**What to work on:** In the records below, the line with "Phrase: king eider" opens the range and the line with "the duck with" closes it; print that range exactly and nothing else.

**Records:**
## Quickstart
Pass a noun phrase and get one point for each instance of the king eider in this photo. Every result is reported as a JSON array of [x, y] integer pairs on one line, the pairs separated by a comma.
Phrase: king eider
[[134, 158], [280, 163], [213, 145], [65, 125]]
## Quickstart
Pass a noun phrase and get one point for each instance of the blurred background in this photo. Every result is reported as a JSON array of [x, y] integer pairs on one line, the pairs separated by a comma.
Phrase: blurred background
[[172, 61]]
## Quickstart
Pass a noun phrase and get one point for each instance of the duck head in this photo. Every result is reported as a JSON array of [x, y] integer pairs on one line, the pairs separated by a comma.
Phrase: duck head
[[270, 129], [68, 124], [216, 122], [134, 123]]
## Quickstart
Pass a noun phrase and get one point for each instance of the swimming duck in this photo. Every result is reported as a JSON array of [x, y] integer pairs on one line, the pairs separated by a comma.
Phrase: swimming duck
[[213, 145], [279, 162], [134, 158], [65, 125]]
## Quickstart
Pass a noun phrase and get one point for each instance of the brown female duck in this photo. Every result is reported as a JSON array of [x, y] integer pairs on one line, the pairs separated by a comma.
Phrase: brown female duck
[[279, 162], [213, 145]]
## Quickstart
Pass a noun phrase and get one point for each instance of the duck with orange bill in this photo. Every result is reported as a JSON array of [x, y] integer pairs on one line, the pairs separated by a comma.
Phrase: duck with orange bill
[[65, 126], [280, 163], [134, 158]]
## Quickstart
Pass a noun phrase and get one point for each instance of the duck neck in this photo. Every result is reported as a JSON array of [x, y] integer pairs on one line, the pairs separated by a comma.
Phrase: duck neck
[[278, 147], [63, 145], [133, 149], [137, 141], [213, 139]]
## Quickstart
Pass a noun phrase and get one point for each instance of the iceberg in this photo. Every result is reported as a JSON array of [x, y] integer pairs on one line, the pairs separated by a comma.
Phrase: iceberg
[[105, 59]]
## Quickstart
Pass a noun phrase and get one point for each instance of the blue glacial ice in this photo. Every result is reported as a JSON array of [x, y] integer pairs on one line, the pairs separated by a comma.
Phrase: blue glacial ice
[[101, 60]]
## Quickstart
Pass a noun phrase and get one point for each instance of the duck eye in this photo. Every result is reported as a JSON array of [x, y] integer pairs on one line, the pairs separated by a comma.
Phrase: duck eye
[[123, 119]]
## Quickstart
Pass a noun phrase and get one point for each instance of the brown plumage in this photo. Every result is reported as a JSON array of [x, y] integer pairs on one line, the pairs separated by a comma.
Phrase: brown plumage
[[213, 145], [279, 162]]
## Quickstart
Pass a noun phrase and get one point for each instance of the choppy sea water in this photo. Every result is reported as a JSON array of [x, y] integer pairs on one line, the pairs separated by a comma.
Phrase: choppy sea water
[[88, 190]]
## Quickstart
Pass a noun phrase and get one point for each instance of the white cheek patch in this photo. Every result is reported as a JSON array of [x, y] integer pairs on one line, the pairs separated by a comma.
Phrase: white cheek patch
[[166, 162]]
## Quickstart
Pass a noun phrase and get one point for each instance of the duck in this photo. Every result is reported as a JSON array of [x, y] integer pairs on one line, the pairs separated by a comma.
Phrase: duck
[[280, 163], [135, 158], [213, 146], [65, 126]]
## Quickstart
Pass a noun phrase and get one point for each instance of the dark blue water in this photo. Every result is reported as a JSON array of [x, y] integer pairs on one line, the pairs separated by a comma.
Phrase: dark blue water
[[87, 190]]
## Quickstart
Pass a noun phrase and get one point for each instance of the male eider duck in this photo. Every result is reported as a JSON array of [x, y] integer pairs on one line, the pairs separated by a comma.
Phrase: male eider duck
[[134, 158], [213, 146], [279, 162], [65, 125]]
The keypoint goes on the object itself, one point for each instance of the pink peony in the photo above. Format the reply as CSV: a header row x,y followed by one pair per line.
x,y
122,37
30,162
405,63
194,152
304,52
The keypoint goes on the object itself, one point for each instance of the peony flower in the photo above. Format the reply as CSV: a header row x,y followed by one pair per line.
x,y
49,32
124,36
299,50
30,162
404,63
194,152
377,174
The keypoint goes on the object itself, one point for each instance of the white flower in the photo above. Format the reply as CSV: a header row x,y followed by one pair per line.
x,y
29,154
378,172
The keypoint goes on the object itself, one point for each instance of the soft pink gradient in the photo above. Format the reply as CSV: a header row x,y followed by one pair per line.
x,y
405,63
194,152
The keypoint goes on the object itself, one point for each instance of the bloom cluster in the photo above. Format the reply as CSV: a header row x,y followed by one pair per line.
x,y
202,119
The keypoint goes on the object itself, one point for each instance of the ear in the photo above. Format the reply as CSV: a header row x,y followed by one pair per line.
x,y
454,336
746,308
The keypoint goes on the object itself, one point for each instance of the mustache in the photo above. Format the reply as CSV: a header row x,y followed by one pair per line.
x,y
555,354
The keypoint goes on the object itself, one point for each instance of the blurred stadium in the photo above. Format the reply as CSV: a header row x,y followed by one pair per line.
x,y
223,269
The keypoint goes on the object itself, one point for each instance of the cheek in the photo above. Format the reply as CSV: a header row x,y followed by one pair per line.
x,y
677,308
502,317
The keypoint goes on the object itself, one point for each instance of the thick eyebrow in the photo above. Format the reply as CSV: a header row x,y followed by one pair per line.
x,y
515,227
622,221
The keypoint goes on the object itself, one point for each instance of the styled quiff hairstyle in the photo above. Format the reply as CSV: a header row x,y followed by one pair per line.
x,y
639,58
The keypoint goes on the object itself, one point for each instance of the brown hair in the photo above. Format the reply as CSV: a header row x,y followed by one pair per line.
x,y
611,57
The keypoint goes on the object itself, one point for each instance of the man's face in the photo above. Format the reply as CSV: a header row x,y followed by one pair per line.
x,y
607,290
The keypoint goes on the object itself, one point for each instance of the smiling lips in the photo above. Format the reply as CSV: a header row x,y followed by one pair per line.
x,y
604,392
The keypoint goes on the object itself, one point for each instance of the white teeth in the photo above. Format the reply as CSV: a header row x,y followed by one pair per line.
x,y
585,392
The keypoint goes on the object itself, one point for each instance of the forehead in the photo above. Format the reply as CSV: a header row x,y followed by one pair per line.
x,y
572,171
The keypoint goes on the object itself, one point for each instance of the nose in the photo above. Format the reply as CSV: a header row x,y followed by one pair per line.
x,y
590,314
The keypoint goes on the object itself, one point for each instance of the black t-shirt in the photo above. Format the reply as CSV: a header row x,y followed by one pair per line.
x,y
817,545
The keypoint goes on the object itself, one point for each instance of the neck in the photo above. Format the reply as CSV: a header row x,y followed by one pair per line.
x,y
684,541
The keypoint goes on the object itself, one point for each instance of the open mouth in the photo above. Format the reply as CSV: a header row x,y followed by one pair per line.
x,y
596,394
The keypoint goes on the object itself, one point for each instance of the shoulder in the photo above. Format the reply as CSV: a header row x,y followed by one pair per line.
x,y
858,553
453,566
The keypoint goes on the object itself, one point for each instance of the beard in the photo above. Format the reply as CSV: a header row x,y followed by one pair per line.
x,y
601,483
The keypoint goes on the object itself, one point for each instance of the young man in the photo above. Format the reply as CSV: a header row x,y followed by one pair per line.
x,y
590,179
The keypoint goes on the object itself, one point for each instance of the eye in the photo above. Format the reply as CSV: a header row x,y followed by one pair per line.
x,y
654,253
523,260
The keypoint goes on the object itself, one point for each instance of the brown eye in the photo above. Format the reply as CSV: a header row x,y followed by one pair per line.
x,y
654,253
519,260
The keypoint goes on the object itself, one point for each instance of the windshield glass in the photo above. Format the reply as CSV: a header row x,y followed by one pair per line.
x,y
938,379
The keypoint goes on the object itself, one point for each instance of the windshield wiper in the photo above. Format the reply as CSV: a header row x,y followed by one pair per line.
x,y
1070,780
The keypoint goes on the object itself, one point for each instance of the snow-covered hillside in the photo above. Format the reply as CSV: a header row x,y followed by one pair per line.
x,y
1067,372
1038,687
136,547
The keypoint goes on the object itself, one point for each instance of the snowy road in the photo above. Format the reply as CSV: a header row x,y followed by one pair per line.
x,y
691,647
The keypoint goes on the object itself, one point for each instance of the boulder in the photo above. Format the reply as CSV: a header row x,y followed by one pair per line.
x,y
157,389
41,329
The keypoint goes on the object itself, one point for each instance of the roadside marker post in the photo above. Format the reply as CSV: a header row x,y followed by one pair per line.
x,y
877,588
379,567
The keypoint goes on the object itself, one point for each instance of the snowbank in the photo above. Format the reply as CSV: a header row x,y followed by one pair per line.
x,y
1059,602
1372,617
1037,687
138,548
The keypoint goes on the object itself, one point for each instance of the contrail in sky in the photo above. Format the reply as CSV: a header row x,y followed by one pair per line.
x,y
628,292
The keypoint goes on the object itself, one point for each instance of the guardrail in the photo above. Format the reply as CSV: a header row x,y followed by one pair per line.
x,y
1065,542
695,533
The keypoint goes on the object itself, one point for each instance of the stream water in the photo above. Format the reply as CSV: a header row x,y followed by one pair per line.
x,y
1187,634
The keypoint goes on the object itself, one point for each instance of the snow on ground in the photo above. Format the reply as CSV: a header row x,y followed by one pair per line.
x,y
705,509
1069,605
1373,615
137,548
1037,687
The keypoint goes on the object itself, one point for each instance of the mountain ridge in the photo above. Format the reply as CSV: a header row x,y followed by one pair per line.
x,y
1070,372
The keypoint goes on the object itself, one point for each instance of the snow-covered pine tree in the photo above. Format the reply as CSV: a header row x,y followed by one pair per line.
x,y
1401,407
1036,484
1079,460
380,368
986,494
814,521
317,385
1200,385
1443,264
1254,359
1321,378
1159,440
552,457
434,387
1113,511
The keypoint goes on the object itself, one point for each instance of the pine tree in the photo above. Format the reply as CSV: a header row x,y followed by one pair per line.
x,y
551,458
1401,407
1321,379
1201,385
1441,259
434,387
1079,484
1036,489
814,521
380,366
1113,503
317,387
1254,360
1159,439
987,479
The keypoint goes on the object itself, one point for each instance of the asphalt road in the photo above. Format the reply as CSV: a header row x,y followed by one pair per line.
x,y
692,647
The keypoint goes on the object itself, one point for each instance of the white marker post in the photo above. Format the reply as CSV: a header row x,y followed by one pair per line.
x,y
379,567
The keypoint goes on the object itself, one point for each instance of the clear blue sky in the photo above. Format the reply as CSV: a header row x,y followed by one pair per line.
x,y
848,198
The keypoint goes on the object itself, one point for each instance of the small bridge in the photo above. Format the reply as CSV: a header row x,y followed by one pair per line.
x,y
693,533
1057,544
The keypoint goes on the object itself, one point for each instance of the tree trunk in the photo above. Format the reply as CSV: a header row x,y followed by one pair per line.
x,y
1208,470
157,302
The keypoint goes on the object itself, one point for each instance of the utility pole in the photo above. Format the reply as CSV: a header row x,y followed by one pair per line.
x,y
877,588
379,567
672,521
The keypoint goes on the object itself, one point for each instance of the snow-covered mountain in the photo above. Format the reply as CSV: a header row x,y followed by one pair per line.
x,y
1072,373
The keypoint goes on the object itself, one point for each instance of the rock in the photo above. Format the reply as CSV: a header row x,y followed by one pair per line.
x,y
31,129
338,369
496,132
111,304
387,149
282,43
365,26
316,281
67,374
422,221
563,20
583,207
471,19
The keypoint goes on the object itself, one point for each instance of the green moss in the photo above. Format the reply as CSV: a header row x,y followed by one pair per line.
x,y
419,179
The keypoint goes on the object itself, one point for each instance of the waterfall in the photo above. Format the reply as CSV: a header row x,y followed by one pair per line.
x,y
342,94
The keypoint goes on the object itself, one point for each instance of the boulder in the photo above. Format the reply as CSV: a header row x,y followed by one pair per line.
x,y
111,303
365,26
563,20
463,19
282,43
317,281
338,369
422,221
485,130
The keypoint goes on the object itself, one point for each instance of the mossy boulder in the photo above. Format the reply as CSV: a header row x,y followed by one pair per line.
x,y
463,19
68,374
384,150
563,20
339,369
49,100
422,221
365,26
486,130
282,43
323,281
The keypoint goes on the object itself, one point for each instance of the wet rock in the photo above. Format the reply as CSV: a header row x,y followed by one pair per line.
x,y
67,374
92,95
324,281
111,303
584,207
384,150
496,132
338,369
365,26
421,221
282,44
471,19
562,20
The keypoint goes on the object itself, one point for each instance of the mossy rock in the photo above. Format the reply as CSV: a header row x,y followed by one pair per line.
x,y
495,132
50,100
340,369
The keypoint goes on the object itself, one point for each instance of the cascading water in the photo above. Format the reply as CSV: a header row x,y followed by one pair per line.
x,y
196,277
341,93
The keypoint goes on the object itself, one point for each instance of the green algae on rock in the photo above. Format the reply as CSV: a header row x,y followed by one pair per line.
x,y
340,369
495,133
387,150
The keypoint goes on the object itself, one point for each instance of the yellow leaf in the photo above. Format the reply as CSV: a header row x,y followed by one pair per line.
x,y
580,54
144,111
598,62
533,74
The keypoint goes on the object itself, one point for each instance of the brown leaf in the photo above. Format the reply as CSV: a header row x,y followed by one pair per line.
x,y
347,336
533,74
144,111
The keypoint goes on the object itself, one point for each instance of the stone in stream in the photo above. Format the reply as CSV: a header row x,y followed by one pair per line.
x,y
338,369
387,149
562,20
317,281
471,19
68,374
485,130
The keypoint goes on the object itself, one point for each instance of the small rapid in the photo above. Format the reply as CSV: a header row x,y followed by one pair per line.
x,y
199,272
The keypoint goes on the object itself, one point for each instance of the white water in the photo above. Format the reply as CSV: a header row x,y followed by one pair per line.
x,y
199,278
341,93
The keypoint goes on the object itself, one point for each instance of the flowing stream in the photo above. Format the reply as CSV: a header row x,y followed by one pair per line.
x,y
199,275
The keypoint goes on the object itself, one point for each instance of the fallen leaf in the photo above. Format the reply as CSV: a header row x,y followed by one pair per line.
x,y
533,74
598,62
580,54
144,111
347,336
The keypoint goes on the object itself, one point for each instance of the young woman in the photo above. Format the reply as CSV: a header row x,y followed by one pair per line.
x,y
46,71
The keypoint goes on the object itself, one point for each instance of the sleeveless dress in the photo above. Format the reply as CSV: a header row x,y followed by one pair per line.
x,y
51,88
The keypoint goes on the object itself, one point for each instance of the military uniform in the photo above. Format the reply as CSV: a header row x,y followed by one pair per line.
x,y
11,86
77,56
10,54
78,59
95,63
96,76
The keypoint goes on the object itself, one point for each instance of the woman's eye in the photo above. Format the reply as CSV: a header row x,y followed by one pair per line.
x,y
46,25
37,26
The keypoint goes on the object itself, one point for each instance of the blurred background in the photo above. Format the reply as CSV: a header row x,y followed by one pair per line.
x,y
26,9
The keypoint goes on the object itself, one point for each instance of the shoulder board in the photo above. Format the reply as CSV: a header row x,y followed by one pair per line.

**Exercise answer:**
Phrase: king eider
[[134, 158], [280, 163], [213, 145], [65, 125]]
## Quickstart
Pass a noun phrase and get one point for each instance of the blurred background in this photo. Every result is reported as a JSON array of [x, y] integer pairs on one line, the pairs separated by a comma.
Phrase: blurred background
[[172, 61]]
## Quickstart
Pass a noun phrase and get one point for each instance of the duck head in this photo. Every result is reported as a JSON array of [x, y] integer pairs on one line, the pairs separated by a comma.
Phrase: duck head
[[270, 129], [68, 124], [216, 122], [134, 123]]
## Quickstart
Pass a noun phrase and get one point for each instance of the swimming duck in this photo. Every result is reported as a JSON array of [x, y] integer pairs on one line, the pairs separated by a comma.
Phrase: swimming duck
[[213, 145], [279, 162], [134, 158], [65, 125]]
## Quickstart
Pass a noun phrase and get one point for each instance of the brown female duck in this photo. Every result is reported as a JSON array of [x, y] integer pairs on one line, the pairs separated by a comma.
Phrase: brown female duck
[[279, 162], [213, 145]]
## Quickstart
Pass a noun phrase and get one point for each instance of the duck with orange bill in this photo. Every result is reported as a JSON array of [x, y] integer pairs on one line, the pairs separated by a comma.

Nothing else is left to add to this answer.